In [1]:
import pandas as pd
from sklearn.preprocessing import LabelEncoder
from sklearn.preprocessing import StandardScaler 
from sklearn.neighbors import NearestNeighbors


# Load dataset
bookingsdata_frame = pd.read_csv(r"C:\Users\lasya\OneDrive\Desktop\DS PROJECT\datascience project\bookings.csv")
customersdata_frame = pd.read_csv(r"C:\Users\lasya\OneDrive\Desktop\DS PROJECT\datascience project\customers.csv")
routesdata_frame = pd.read_csv(r"C:\Users\lasya\OneDrive\Desktop\DS PROJECT\datascience project\routes.csv")

# Merge datasets

# Merge bookings with customers on 'Customer_ID'
merged_df = pd.merge(bookingsdata_frame, customersdata_frame, on="Customer_ID", how="inner")

# Merge the result with routes on 'Route_ID'
merged_df = pd.merge(merged_df, routesdata_frame, on="Route_ID", how="inner")
merged_df.columns

# Drop irrelevant columns
merged_df = merged_df.drop(columns=['Booking_ID', 'Route_ID', 'Booking_Date', 'Travel_Date', 'Name'])

# Select Features and Target
X = merged_df.drop(columns=['Destination']) # features
y = 'Destination' # target
                           

# Encoding categorical features using Label Encoder
label_encoder = LabelEncoder()
categorical_cols = ['Age_Group', 'Gender', 'Location', 'Origin', 'Preferred_Bus_Type', 'Bus_Type']

for col in categorical_cols:
    X[col] = label_encoder.fit_transform(X[col])


# Aggregate features per customer (to avoid duplicate entries)
# Group by 'Customer_ID' and take the mean for numerical columns
customer_features = X.groupby('Customer_ID').agg({
    'Seats_Booked': 'sum',  # Total seats booked
    'Rating': 'mean',  # Average rating
    'Age_Group': 'mean',  # Encoded age group (mean is fine since it's label-encoded)
    'Gender': 'mean',  # Encoded gender (mean works for binary encoding)
    'Location': 'mean',  # Encoded location
    'Preferred_Bus_Type': 'mean',  # Encoded bus preference
    'Origin': 'mean',  # Encoded origin
    'Distance (km)': 'mean',  # Average distance
    'Duration (hours)': 'mean',  # Average duration
    'Bus_Type': 'mean',  # Encoded bus type
    'Ticket_Price (INR)': 'mean'  # Average ticket price
}).reset_index()

• [Dataset entries]
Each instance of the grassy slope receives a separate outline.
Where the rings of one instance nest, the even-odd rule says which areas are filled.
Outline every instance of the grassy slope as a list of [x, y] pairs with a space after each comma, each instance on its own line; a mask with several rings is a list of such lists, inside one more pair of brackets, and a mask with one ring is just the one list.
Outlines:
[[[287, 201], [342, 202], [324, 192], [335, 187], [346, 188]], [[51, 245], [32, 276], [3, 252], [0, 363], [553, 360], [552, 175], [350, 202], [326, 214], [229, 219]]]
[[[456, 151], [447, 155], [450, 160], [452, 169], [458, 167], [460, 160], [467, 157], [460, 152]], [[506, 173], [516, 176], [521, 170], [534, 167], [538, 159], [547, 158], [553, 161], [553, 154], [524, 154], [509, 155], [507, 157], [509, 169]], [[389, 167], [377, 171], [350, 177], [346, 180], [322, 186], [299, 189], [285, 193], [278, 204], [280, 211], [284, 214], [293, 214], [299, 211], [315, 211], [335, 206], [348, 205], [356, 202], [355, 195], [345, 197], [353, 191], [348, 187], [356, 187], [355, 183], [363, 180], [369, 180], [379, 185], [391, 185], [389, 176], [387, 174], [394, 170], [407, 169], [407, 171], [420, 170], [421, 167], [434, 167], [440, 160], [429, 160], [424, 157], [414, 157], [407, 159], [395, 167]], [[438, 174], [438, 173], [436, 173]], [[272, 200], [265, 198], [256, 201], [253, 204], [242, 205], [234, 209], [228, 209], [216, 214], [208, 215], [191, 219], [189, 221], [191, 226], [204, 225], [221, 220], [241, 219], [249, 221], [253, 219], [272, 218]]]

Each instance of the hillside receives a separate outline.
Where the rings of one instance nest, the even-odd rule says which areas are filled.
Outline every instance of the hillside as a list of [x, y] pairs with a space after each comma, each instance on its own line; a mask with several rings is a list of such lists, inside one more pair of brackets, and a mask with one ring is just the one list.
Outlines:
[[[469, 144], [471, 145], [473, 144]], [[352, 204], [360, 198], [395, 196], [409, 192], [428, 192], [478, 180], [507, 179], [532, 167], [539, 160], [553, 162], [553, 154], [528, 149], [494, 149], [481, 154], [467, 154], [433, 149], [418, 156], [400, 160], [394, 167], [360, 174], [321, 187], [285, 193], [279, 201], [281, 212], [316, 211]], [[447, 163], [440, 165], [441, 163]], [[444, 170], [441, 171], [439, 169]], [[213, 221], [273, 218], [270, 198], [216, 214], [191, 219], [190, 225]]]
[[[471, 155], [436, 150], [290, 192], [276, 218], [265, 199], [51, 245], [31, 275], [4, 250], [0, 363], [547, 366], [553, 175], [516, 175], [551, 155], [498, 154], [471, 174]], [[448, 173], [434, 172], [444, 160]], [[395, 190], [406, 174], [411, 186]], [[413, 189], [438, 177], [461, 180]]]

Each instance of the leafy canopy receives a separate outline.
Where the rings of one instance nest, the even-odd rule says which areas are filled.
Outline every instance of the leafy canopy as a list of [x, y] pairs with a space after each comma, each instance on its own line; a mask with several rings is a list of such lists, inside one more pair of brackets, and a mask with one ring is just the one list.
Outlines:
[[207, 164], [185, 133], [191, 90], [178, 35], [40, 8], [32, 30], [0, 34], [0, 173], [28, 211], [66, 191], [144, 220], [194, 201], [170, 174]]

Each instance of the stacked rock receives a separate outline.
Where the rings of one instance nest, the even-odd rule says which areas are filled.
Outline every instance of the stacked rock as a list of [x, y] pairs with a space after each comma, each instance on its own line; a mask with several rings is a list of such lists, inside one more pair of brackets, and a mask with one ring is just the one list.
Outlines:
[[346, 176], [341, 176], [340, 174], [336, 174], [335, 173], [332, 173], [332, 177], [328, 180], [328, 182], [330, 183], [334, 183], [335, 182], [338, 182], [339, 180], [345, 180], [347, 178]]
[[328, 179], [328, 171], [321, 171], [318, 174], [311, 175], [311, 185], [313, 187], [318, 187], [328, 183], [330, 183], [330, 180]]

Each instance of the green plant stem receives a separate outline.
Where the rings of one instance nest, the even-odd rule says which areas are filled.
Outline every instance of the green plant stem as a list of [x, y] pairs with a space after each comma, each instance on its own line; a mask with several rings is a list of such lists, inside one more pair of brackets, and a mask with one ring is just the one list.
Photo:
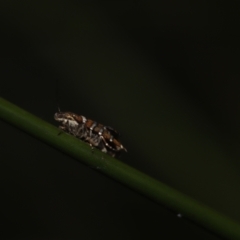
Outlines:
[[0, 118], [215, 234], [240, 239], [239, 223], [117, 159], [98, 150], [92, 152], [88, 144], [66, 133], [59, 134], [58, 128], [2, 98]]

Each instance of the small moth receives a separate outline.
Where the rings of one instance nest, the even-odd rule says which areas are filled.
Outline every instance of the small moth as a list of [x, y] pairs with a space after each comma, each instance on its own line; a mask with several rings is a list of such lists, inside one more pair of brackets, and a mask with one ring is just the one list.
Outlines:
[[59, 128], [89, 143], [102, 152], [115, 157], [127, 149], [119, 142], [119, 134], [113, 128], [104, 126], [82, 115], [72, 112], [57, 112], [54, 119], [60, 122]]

==

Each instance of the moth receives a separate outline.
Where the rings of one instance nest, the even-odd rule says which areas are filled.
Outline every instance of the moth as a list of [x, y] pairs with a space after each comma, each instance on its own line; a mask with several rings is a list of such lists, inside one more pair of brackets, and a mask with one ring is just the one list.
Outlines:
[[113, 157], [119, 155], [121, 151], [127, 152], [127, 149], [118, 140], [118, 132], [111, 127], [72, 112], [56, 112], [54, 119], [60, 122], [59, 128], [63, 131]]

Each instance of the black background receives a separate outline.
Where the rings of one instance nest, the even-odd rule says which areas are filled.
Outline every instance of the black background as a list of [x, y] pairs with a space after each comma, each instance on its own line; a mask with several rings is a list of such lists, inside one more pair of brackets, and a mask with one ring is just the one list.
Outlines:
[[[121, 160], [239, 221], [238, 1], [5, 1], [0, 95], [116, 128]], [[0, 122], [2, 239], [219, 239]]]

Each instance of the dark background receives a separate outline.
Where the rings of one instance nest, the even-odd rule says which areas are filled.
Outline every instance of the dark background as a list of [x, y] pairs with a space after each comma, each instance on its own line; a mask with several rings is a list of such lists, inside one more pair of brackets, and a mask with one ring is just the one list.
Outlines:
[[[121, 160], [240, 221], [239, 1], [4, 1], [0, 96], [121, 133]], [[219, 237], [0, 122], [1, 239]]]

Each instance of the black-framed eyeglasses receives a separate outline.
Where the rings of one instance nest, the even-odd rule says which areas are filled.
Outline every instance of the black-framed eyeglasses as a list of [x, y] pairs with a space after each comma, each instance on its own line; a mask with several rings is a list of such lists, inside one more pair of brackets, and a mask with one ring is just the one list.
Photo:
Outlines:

• [Problems to work on]
**1.** Rewrite the block of the booking-data code that begins "# Aggregate features per customer" as a short list that keeps its main facts.
**2.** In the booking-data code, which columns are dropped as irrelevant?
The rows are separate material from the booking-data code.

• [Task answers]
**1.**
- Groups the features by Customer_ID to avoid duplicate entries for a customer.
- Sums Seats_Booked to give total seats booked.
- Averages Rating, Distance (km), Duration (hours) and Ticket_Price (INR).
- Averages the label-encoded Age_Group, Gender, Location, Preferred_Bus_Type, Origin and Bus_Type.
- Resets the index on the result.

**2.** Booking_ID, Route_ID, Booking_Date, Travel_Date and Name.